## [Goal]
Change "construction crane" to "tower crane" in the lines from the one with "Acting as a detector, search for sailboat mast." up to and including the one with "[106,262,168,284]". Give those lines back with nothing else altered.

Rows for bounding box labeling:
==============================

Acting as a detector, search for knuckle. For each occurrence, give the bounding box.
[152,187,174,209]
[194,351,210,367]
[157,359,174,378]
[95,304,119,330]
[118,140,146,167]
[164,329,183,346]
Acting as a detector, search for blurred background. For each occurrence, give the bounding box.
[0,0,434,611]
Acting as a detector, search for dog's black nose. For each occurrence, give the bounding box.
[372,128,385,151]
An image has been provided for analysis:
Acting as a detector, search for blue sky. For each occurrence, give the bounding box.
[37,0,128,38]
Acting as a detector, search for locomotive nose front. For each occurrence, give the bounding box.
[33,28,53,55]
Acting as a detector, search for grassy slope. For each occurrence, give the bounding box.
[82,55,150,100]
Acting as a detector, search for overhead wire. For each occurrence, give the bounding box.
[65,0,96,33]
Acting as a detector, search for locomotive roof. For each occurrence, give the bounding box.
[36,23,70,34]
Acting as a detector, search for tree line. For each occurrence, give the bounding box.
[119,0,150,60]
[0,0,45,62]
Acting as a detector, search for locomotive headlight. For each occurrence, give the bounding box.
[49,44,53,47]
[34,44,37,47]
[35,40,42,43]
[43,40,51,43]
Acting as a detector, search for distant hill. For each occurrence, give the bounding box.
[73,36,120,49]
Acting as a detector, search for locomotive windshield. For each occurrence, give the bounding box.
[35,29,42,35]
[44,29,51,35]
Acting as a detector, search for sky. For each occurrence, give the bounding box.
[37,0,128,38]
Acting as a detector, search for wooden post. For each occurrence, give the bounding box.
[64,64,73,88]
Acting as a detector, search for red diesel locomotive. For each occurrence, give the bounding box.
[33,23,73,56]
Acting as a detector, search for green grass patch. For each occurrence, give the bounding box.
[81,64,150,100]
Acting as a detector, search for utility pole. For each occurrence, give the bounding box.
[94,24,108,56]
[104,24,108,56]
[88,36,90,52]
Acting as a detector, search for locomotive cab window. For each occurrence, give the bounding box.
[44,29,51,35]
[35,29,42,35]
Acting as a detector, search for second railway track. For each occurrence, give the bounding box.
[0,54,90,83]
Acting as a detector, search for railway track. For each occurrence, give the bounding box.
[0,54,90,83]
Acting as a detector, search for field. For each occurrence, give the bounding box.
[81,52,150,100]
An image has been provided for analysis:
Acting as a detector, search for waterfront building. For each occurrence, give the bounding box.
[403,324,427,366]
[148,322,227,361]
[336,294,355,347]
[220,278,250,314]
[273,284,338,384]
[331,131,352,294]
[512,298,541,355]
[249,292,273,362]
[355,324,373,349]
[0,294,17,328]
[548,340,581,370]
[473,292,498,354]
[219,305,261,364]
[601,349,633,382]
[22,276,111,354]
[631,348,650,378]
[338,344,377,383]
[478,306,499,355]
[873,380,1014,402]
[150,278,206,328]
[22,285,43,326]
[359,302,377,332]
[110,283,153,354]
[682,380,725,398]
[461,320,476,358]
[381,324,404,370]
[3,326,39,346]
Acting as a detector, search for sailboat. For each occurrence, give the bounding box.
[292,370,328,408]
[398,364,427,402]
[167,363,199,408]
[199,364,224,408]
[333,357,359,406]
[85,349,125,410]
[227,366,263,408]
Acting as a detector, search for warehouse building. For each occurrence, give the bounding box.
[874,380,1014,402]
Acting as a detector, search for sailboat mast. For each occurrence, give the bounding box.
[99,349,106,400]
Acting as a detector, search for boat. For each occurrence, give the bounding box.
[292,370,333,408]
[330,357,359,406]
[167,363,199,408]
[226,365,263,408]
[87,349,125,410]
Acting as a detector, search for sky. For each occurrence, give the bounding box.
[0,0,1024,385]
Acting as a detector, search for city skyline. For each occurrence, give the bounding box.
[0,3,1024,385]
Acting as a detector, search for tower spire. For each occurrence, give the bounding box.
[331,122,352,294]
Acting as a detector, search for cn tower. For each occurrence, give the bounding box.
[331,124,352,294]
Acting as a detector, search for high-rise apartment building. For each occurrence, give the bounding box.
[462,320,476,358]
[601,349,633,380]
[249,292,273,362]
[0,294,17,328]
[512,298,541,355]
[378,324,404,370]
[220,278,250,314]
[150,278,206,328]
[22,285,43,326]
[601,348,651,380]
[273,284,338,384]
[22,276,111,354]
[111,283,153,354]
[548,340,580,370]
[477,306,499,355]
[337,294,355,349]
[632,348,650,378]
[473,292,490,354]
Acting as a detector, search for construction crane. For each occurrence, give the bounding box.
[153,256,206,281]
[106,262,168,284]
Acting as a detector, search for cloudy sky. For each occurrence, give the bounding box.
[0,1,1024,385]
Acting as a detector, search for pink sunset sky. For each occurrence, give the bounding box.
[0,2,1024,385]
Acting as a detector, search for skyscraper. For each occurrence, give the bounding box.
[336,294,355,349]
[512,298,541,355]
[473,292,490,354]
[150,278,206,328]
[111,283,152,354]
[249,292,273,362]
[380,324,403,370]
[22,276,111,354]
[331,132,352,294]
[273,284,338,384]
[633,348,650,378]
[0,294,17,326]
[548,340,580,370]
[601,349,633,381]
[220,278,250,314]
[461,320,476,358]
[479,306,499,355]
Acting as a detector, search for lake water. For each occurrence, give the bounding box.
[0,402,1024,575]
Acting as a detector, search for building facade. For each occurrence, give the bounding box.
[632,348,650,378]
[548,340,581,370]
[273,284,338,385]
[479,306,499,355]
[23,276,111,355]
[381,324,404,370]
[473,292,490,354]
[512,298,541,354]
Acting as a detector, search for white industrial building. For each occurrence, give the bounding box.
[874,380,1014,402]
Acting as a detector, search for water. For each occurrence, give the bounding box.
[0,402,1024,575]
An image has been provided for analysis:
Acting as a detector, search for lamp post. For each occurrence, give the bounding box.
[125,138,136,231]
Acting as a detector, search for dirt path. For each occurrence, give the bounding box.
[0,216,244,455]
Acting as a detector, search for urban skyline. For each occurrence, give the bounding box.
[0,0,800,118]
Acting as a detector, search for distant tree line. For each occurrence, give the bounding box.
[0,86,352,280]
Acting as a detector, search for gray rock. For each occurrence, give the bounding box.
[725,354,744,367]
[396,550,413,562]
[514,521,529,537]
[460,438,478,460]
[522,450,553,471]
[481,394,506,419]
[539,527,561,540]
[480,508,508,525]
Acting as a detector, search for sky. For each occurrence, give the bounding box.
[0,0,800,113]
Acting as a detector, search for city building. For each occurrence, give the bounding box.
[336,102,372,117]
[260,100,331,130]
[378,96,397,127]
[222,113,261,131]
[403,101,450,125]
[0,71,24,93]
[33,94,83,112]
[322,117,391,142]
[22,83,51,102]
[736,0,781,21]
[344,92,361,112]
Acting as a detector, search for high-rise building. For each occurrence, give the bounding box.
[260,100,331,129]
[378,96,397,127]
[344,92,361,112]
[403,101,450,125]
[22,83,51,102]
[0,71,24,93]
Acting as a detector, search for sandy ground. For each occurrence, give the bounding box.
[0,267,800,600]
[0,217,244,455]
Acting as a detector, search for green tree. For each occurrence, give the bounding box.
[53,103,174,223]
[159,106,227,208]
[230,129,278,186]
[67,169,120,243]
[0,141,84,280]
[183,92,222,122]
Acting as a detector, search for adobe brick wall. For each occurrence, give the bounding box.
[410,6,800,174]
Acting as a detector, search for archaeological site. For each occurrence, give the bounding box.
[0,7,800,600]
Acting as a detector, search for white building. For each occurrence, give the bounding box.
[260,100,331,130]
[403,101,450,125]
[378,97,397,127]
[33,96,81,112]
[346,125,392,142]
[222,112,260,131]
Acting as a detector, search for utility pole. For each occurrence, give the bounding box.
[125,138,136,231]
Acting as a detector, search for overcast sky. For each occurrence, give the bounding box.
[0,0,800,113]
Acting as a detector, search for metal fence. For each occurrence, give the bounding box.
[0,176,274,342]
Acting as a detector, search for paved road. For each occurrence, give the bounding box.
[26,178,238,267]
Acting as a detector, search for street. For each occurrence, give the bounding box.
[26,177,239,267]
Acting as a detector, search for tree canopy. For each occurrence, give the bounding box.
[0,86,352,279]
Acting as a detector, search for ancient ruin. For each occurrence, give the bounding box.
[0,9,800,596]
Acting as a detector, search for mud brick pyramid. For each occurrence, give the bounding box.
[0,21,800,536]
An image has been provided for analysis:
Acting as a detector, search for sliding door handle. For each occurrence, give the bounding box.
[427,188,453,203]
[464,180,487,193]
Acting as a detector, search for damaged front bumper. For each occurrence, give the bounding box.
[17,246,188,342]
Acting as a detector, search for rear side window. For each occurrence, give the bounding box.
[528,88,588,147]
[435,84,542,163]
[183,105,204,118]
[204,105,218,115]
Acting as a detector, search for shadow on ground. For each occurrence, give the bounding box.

==============================

## [Exercise answer]
Acting as a detector, search for sailboat mast. For each occurrence, give the bounding box.
[99,349,106,400]
Acting as a detector, search for boat. For each occurrence, give the bounding box.
[292,370,333,408]
[330,357,359,406]
[167,363,199,408]
[226,365,263,408]
[87,349,125,410]
Acting as a detector, search for sky. For each occurrence, give the bounding box.
[0,0,1024,385]
Acting as a detector, search for city skyline. For each occurrence, give the bounding box.
[0,3,1024,385]
Acting as a detector, search for tower spire. For each occurrence, give the bounding box.
[331,122,352,294]
Acting as a detector, search for cn tower. For each occurrence, give the bounding box.
[331,124,352,294]
Acting as a detector, search for high-rise apartment building. For each occurrence, give the bounding box.
[462,320,476,358]
[601,349,633,380]
[249,292,273,362]
[0,294,17,328]
[512,298,541,355]
[378,324,404,370]
[220,278,250,314]
[150,278,206,328]
[22,285,43,326]
[601,348,651,380]
[273,284,338,384]
[22,276,111,354]
[111,283,153,354]
[548,340,580,370]
[477,306,499,355]
[337,294,355,349]
[632,348,650,378]
[473,292,490,354]
Acting as a detector, search for tower crane. For each occurrence, give the bounding box.
[153,256,206,281]
[106,262,168,284]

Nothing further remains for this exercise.